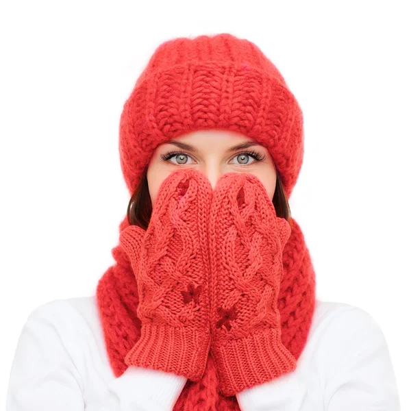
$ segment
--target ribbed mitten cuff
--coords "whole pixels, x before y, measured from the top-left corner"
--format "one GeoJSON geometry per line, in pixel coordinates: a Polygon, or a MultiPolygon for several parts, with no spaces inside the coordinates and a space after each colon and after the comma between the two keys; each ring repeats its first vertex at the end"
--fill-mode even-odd
{"type": "Polygon", "coordinates": [[[297,362],[281,341],[277,328],[265,329],[243,338],[213,343],[220,390],[226,397],[271,381],[295,369],[297,362]]]}
{"type": "Polygon", "coordinates": [[[186,327],[143,324],[125,362],[199,381],[206,371],[211,334],[186,327]]]}

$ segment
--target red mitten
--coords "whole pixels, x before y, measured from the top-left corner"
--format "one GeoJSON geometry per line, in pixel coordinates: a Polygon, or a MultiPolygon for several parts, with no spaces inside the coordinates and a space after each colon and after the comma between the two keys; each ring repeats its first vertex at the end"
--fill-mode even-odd
{"type": "Polygon", "coordinates": [[[161,184],[147,232],[130,225],[120,243],[136,275],[141,336],[127,365],[162,370],[193,381],[203,375],[211,334],[207,221],[212,188],[194,169],[161,184]]]}
{"type": "Polygon", "coordinates": [[[223,175],[210,213],[211,353],[220,390],[231,396],[296,368],[277,308],[291,229],[250,173],[223,175]]]}

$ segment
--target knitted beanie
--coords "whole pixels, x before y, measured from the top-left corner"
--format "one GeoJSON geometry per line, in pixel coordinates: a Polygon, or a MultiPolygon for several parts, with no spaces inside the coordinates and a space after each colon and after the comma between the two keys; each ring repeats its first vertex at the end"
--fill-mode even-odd
{"type": "Polygon", "coordinates": [[[155,147],[197,129],[242,133],[270,152],[290,197],[303,161],[303,114],[252,42],[223,33],[161,44],[124,104],[119,149],[130,193],[155,147]]]}
{"type": "MultiPolygon", "coordinates": [[[[253,42],[223,33],[179,38],[161,44],[138,77],[120,121],[121,169],[130,192],[140,182],[155,148],[197,129],[241,133],[270,152],[289,198],[303,161],[303,115],[274,64],[253,42]]],[[[129,225],[127,216],[120,234],[129,225]]],[[[284,246],[277,308],[281,339],[297,360],[307,342],[315,306],[315,273],[304,236],[291,219],[284,246]]],[[[104,338],[114,375],[141,336],[139,295],[130,261],[119,245],[115,264],[96,289],[104,338]]],[[[216,366],[208,357],[203,375],[188,379],[175,411],[239,411],[235,396],[222,394],[216,366]]]]}

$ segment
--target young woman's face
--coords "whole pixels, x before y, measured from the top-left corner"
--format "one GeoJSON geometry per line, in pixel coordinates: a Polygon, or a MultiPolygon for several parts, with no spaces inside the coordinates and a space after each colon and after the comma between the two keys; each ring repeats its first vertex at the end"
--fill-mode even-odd
{"type": "Polygon", "coordinates": [[[263,184],[271,199],[275,190],[277,174],[269,151],[254,140],[236,132],[197,130],[160,145],[147,169],[153,206],[162,182],[179,168],[201,171],[213,189],[224,173],[236,172],[254,174],[263,184]],[[251,145],[236,147],[245,143],[251,145]]]}

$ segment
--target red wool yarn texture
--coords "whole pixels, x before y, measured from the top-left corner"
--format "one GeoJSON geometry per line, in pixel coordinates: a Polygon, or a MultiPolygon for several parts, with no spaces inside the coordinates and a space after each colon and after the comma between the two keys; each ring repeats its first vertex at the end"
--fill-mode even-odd
{"type": "Polygon", "coordinates": [[[210,332],[207,241],[212,189],[196,170],[174,172],[161,185],[147,231],[120,235],[136,277],[141,336],[127,365],[198,381],[206,368],[210,332]]]}
{"type": "MultiPolygon", "coordinates": [[[[159,145],[213,129],[266,147],[290,198],[301,110],[262,51],[227,33],[164,42],[138,78],[119,127],[130,195],[159,145]]],[[[301,227],[290,219],[287,232],[252,175],[229,174],[212,192],[198,173],[173,175],[147,230],[125,216],[96,289],[114,375],[130,364],[178,370],[188,379],[175,411],[239,411],[233,393],[292,372],[312,323],[315,274],[301,227]]]]}

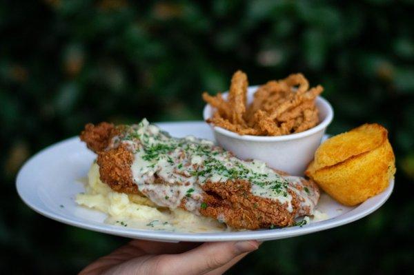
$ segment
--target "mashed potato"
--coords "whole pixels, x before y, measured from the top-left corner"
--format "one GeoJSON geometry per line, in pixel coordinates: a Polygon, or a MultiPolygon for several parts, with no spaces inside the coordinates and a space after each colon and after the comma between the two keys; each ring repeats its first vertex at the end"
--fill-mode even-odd
{"type": "Polygon", "coordinates": [[[124,227],[186,232],[230,230],[225,224],[181,209],[157,207],[147,198],[112,191],[99,179],[99,167],[93,163],[88,174],[85,192],[77,196],[80,205],[108,214],[106,223],[124,227]]]}

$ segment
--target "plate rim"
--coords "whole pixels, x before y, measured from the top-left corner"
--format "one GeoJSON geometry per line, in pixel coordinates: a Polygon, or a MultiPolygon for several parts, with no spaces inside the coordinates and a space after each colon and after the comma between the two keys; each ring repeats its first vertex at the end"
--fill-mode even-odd
{"type": "MultiPolygon", "coordinates": [[[[188,124],[189,123],[204,125],[204,121],[177,121],[177,122],[159,122],[156,124],[163,126],[171,126],[173,125],[183,125],[188,124]]],[[[206,125],[206,127],[208,127],[206,125]]],[[[214,232],[214,233],[186,233],[186,232],[171,232],[162,230],[141,230],[135,228],[123,228],[117,227],[116,225],[105,224],[101,223],[97,223],[92,221],[88,221],[83,222],[81,220],[77,220],[75,218],[70,218],[66,217],[66,215],[63,215],[61,213],[55,212],[51,209],[44,205],[44,203],[41,202],[41,205],[36,203],[35,201],[32,201],[31,198],[26,196],[24,190],[24,183],[22,180],[22,177],[25,173],[27,173],[27,170],[29,169],[31,164],[35,163],[37,159],[41,157],[43,154],[46,154],[48,151],[58,147],[59,146],[66,145],[66,143],[70,143],[73,142],[79,142],[79,139],[77,136],[73,136],[69,139],[64,139],[59,141],[56,143],[53,143],[46,147],[41,150],[37,153],[32,156],[20,168],[17,176],[16,177],[15,186],[19,196],[21,199],[26,204],[30,209],[33,210],[37,213],[40,214],[42,216],[46,216],[52,220],[67,224],[69,225],[89,230],[92,231],[99,232],[101,233],[106,233],[112,235],[121,236],[124,237],[146,239],[157,241],[164,242],[179,242],[179,241],[193,241],[193,242],[204,242],[204,241],[245,241],[245,240],[275,240],[288,237],[294,237],[300,235],[304,235],[310,233],[313,233],[319,231],[326,230],[328,229],[337,227],[345,224],[348,224],[361,219],[371,213],[378,210],[381,206],[385,203],[385,202],[389,198],[391,195],[394,185],[395,179],[392,179],[390,180],[388,187],[383,191],[383,192],[376,195],[372,198],[368,198],[366,202],[359,204],[351,211],[344,214],[346,216],[345,218],[342,217],[340,219],[335,220],[336,218],[342,216],[339,215],[332,218],[328,218],[325,221],[322,221],[315,223],[310,223],[308,225],[304,227],[283,227],[273,230],[262,230],[255,231],[241,231],[241,232],[214,232]],[[380,200],[377,202],[373,206],[370,208],[358,212],[357,210],[359,207],[363,207],[364,203],[368,203],[370,200],[377,198],[377,196],[382,196],[380,200]],[[41,206],[44,207],[41,207],[41,206]],[[357,212],[356,214],[353,212],[357,212]],[[101,223],[101,224],[100,224],[101,223]]],[[[39,194],[37,194],[39,196],[39,194]]],[[[98,211],[98,210],[96,210],[98,211]]]]}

━━━━━━━━━━━━━━━━━━━━

WHAT THE TASK ASKS:
All of the records above must be copied exactly, except for the pictures.

SOLUTION:
$ segment
--target ribbed mitten cuff
--coords "whole pixels, x before y, measured from the top-left corner"
--format "one GeoJSON geometry per line, in pixel coordinates: a Polygon, or a MultiPolygon for several parts, with no spaces inside the coordinates and a space after each colon and after the comma between the two keys; each ring repeats its first vertex at the end"
--fill-mode even-odd
{"type": "Polygon", "coordinates": [[[297,362],[281,341],[277,328],[265,329],[243,338],[213,343],[220,390],[226,397],[271,381],[295,369],[297,362]]]}
{"type": "Polygon", "coordinates": [[[186,327],[143,324],[125,362],[199,381],[206,371],[211,334],[186,327]]]}

$ segment
--target red mitten
--coords "whole pixels, x before y, measured from the top-left corner"
--format "one GeoJSON geometry per line, in pixel coordinates: a Polygon, or a MultiPolygon for several parts, with no spaces inside the coordinates and a space after each colon and after the comma between the two keys; each ring repeats its first vertex at the end"
--fill-mode even-odd
{"type": "Polygon", "coordinates": [[[161,184],[147,232],[130,225],[120,243],[136,275],[141,336],[127,365],[162,370],[193,381],[203,375],[211,334],[207,221],[212,188],[194,169],[161,184]]]}
{"type": "Polygon", "coordinates": [[[223,175],[210,213],[211,353],[220,390],[231,396],[296,368],[277,308],[291,229],[250,173],[223,175]]]}

$ segment
--target knitted beanie
--coords "whole pixels, x before y, measured from the top-left corner"
--format "one GeoJSON geometry per line, in pixel coordinates: a Polygon, or a MultiPolygon for several parts, with no spaces inside the coordinates and a space after each colon and after the comma between the two keys; each ring repeats its first vertex at the end"
--fill-mode even-odd
{"type": "Polygon", "coordinates": [[[155,147],[197,129],[242,133],[270,152],[290,197],[303,161],[303,114],[252,42],[223,33],[161,44],[124,104],[119,149],[130,193],[155,147]]]}
{"type": "MultiPolygon", "coordinates": [[[[253,42],[223,33],[179,38],[161,44],[138,77],[120,121],[121,169],[130,192],[140,182],[155,148],[197,129],[241,133],[270,152],[289,198],[303,161],[303,115],[274,64],[253,42]]],[[[129,225],[127,216],[120,234],[129,225]]],[[[284,246],[277,308],[281,339],[297,360],[307,342],[315,306],[315,273],[304,236],[291,219],[284,246]]],[[[104,338],[114,375],[141,336],[139,295],[130,261],[119,245],[115,264],[96,289],[104,338]]],[[[216,366],[208,357],[203,375],[188,379],[175,411],[239,411],[235,396],[222,394],[216,366]]]]}

$ segment
--target young woman's face
--coords "whole pixels, x before y, measured from the top-left corner"
--format "one GeoJSON geometry per line, in pixel coordinates: a Polygon, or a MultiPolygon for several parts, with no spaces inside the coordinates and a space after each colon and after the comma between the two keys; each ring repeats its first vertex at the end"
--fill-mode even-odd
{"type": "Polygon", "coordinates": [[[263,184],[271,199],[275,190],[277,174],[269,151],[254,140],[236,132],[197,130],[160,145],[147,169],[153,206],[162,182],[179,168],[201,171],[213,189],[224,173],[236,172],[254,174],[263,184]],[[251,145],[236,147],[245,143],[251,145]]]}

$ segment
--target red wool yarn texture
--coords "whole pixels, x before y, measured from the top-left corner"
--format "one GeoJSON geometry per line, in pixel coordinates: a Polygon, or a MultiPolygon for several parts, with no spaces inside the coordinates and a space after each colon and after the comma between the two keys; each ring repeats its first vertex at the end"
--fill-mode even-odd
{"type": "Polygon", "coordinates": [[[210,332],[207,241],[212,189],[196,170],[174,172],[161,185],[147,231],[120,235],[136,277],[141,336],[127,365],[198,381],[206,368],[210,332]]]}
{"type": "MultiPolygon", "coordinates": [[[[159,145],[213,129],[266,147],[290,198],[301,110],[262,51],[227,33],[164,42],[138,78],[119,127],[130,195],[159,145]]],[[[301,227],[290,219],[287,232],[252,175],[229,174],[212,192],[198,173],[173,175],[147,230],[125,216],[96,289],[114,375],[130,364],[178,370],[188,379],[175,411],[239,411],[233,393],[292,372],[312,323],[315,274],[301,227]]]]}

$ segment
--target "mashed potato"
--coords "whole pixels, x before y, measured from the top-left corner"
--format "one GeoJSON geometry per line, in pixel coordinates: a Polygon, or a MultiPolygon for several parts, with no spaces inside the coordinates and a space after each colon and after the comma between the two keys; each ring repeats its first vertex at the end"
--fill-mode even-odd
{"type": "Polygon", "coordinates": [[[124,227],[186,232],[230,230],[225,224],[181,209],[157,207],[147,198],[112,191],[99,179],[99,167],[93,163],[88,174],[85,192],[77,196],[80,205],[108,214],[106,223],[124,227]]]}

$ segment
--target "plate rim"
--coords "whole pixels, x before y, measured from the top-left corner"
--format "one GeoJSON geometry per line, in pixel coordinates: a Polygon, or a MultiPolygon for several parts, with no spaces inside the coordinates and a space after each colon and after the comma between the two keys; each ring repeats its first vertex at the end"
--fill-mode even-odd
{"type": "MultiPolygon", "coordinates": [[[[188,124],[189,123],[204,125],[204,121],[177,121],[177,122],[159,122],[156,124],[163,126],[171,126],[173,125],[183,125],[188,124]]],[[[206,125],[206,127],[208,127],[206,125]]],[[[214,232],[214,233],[186,233],[186,232],[171,232],[162,230],[141,230],[135,228],[123,228],[117,227],[116,225],[105,224],[101,223],[97,223],[92,221],[88,221],[83,222],[81,220],[77,220],[75,218],[70,218],[66,217],[66,215],[63,215],[61,213],[55,212],[51,209],[44,205],[44,203],[41,202],[41,205],[36,203],[35,201],[32,201],[31,198],[26,196],[24,190],[24,183],[22,180],[22,177],[25,173],[27,173],[27,170],[29,169],[31,164],[35,163],[37,159],[41,157],[43,154],[46,154],[48,151],[58,147],[59,146],[66,145],[66,143],[70,143],[73,142],[79,142],[79,139],[77,136],[73,136],[69,139],[64,139],[59,141],[56,143],[53,143],[46,147],[41,150],[37,153],[32,156],[20,168],[17,176],[16,177],[15,186],[19,196],[21,199],[26,204],[30,209],[33,210],[37,213],[40,214],[42,216],[46,216],[52,220],[67,224],[69,225],[89,230],[92,231],[99,232],[101,233],[106,233],[112,235],[121,236],[124,237],[146,239],[157,241],[164,242],[179,242],[179,241],[193,241],[193,242],[204,242],[204,241],[245,241],[245,240],[275,240],[288,237],[294,237],[300,235],[304,235],[310,233],[313,233],[319,231],[326,230],[328,229],[337,227],[345,224],[348,224],[361,219],[371,213],[378,210],[381,206],[385,203],[385,202],[389,198],[391,195],[394,185],[395,179],[392,179],[390,180],[388,187],[383,191],[383,192],[376,195],[372,198],[368,198],[366,202],[359,204],[351,211],[344,214],[346,216],[345,218],[342,217],[340,219],[335,220],[336,218],[342,216],[339,215],[332,218],[328,218],[325,221],[322,221],[315,223],[310,223],[308,225],[304,227],[283,227],[273,230],[262,230],[255,231],[241,231],[241,232],[214,232]],[[380,200],[377,202],[373,206],[370,208],[358,212],[357,210],[359,207],[363,207],[364,203],[368,203],[370,200],[377,198],[377,196],[382,196],[380,200]],[[41,206],[44,207],[41,207],[41,206]],[[357,212],[356,214],[353,212],[357,212]],[[101,223],[101,224],[100,224],[101,223]]],[[[39,194],[37,194],[39,196],[39,194]]],[[[98,211],[98,210],[96,210],[98,211]]]]}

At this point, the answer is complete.